## BEGIN Document excerpt

Initial pressings of the Van Halen compilation Best Of, Vol.1 contained an alternate edit of "Runnin' with the Devil" where the verses, chorus and solos were arranged in a different order than that of the original album version. It was reported that this was accidental and subsequent pressings have replaced this version with the one found on Van Halen.

==Background==
The song's lyrics have often been misinterpreted as being satanic, yet the band members have never revealed the full meaning of the song. It is usually interpreted as being about the life of a touring young band. The song's verses deal with an individual's experience, including learning that a "simple" lifestyle is not as simple as it appears. The lyrics "Runnin' with the devil" are usually interpreted as being a reference to freedom. In the song freedom is portrayed as a lack of social ties and living in the present. The song's meaning has also been interpreted as being an attempt to convince a person that the theme of a simple life is not wrong as it appears. Therefore, the lyrics of "Runnin' with the Devil" would not be serious.

## END Document excerpt
## BEGIN Dataset content

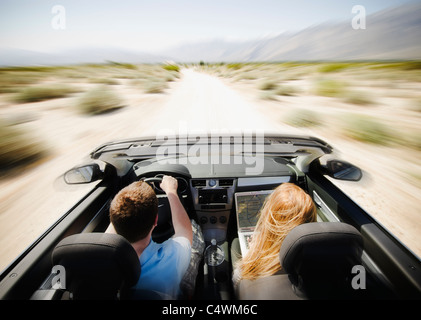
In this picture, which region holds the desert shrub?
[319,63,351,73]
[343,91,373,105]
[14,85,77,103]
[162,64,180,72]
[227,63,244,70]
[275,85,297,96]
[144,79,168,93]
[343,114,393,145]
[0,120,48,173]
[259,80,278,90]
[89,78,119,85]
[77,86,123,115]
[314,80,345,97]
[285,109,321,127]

## END Dataset content

### Exercise instructions
1. In the excerpt about "Runnin' with the Devil," what are the lyrics "Runnin' with the devil" usually interpreted as a reference to?
2. Reproduce the part of the "Runnin' with the Devil" excerpt that begins at the words "Initial pressings of" and stops after the words "on Van Halen.".

### Responses to the tasks
1. Freedom

2.
Initial pressings of the Van Halen compilation Best Of, Vol.1 contained an alternate edit of "Runnin' with the Devil" where the verses, chorus and solos were arranged in a different order than that of the original album version. It was reported that this was accidental and subsequent pressings have replaced this version with the one found on Van Halen.